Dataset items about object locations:
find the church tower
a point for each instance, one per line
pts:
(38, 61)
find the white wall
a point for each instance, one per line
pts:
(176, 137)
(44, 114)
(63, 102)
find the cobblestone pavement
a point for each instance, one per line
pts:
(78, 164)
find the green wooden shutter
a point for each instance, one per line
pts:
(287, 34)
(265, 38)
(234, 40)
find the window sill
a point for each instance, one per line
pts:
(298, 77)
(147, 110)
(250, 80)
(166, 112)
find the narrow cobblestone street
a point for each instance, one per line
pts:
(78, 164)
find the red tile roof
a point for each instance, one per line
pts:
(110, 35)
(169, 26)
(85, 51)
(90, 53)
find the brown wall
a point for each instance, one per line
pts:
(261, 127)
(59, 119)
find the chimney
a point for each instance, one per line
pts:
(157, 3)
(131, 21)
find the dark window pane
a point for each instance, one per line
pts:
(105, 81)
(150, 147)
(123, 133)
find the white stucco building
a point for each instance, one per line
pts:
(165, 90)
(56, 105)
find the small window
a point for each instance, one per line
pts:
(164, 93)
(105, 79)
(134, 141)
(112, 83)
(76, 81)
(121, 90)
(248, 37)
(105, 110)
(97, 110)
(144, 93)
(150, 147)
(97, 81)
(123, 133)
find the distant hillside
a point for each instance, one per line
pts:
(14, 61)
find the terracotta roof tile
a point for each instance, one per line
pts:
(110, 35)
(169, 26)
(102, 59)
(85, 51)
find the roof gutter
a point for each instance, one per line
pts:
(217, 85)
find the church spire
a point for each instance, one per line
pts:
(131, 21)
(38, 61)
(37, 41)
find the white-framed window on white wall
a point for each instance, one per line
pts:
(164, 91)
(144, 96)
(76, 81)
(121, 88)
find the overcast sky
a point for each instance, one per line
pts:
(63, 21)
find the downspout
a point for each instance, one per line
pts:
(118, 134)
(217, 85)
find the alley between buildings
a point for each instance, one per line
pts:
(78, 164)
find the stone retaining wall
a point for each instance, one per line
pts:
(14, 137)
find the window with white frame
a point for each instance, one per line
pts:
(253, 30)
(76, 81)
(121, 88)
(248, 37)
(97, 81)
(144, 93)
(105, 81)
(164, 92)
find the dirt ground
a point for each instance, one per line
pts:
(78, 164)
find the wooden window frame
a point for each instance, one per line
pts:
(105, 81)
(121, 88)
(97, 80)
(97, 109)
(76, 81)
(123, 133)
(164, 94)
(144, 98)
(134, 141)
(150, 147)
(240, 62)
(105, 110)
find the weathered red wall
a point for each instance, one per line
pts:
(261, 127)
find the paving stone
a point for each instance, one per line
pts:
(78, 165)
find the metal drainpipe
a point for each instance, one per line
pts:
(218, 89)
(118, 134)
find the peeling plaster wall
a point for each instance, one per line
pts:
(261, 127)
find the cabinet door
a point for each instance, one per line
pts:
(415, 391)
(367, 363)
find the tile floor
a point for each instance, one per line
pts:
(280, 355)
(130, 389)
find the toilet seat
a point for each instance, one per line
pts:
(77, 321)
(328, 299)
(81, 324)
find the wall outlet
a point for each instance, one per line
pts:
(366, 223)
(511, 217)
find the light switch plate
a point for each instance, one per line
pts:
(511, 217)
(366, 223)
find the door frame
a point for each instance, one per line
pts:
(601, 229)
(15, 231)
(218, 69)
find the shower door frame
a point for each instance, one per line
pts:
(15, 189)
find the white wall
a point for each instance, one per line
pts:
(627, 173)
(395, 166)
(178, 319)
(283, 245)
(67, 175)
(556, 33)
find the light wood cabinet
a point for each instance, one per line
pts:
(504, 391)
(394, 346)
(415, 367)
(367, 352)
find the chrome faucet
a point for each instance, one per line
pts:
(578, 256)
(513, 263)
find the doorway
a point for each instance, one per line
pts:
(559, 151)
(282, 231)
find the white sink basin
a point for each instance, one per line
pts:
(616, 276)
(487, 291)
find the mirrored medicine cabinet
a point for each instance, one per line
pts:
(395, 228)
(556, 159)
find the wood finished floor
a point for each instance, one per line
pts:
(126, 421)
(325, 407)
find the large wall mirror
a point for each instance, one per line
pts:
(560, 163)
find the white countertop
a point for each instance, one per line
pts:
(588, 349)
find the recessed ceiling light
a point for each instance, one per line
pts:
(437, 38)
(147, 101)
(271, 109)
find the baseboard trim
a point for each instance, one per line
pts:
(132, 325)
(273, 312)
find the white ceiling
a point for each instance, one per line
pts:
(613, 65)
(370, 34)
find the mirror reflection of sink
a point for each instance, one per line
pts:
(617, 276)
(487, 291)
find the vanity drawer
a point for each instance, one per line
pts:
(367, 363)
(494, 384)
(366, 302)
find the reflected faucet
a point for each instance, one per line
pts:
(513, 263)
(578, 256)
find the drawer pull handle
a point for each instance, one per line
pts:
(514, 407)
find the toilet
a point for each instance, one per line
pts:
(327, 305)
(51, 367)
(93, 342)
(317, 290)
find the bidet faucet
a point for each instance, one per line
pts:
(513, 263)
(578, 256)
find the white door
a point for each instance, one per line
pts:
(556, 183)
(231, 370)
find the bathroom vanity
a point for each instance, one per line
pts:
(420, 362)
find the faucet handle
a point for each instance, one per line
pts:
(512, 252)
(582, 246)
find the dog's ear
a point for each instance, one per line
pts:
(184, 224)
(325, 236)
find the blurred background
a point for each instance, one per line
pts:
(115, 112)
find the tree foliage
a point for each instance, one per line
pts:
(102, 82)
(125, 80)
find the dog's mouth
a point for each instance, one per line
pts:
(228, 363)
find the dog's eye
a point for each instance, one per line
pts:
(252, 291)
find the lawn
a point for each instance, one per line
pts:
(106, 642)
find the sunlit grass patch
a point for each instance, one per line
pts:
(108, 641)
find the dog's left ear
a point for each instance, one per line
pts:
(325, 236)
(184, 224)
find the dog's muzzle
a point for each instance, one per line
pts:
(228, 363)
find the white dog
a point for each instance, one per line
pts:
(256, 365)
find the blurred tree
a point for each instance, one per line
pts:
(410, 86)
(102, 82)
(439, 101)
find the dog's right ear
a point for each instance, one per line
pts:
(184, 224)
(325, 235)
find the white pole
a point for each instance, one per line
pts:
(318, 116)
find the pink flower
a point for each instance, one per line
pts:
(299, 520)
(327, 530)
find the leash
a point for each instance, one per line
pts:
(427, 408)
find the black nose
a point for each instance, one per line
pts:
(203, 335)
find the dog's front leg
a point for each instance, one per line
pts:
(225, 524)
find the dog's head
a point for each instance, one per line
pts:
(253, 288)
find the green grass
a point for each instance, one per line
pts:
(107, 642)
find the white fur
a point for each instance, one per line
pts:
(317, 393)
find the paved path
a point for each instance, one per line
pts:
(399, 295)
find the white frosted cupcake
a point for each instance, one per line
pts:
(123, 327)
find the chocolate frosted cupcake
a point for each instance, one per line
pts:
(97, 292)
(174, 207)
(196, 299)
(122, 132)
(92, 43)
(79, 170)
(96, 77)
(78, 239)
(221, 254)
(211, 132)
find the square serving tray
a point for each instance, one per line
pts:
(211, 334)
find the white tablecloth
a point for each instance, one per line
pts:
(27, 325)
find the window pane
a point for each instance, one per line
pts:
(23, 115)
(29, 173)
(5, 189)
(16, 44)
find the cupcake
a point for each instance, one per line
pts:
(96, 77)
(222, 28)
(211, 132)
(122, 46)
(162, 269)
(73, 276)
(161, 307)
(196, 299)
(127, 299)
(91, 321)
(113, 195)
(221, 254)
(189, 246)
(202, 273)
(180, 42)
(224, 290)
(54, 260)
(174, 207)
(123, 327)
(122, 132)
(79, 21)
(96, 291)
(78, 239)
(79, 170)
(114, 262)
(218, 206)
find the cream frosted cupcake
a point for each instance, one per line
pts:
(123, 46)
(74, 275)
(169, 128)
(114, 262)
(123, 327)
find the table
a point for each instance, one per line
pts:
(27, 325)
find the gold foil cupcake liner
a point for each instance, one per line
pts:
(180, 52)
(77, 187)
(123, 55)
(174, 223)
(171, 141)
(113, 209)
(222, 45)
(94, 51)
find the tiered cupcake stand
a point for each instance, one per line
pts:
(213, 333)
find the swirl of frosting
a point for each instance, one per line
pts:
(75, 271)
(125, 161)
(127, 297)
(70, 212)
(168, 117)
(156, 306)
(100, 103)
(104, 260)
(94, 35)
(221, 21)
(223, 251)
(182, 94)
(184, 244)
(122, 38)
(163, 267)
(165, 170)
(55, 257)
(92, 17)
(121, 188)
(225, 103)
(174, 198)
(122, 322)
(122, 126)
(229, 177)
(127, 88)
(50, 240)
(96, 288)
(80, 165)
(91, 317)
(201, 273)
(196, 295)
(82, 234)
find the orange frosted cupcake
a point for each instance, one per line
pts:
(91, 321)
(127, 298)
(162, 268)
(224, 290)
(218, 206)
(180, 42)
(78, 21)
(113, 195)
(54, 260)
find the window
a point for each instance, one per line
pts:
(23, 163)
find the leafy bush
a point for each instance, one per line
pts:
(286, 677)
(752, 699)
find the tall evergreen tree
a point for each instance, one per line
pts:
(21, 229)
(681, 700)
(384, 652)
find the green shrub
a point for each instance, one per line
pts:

Written exercise :: Rewrite the stretch from the line containing "find the leafy bush" through the end of the items, changing "evergreen" to "pine" and leaving everything else as it is.

Response to the exercise ::
find the leafy bush
a point for each instance, one per line
pts:
(286, 677)
(752, 699)
find the tall pine tree
a point for each instance, one per line
pts:
(21, 229)
(681, 700)
(384, 652)
find the green shrub
a point for each instance, one per line
pts:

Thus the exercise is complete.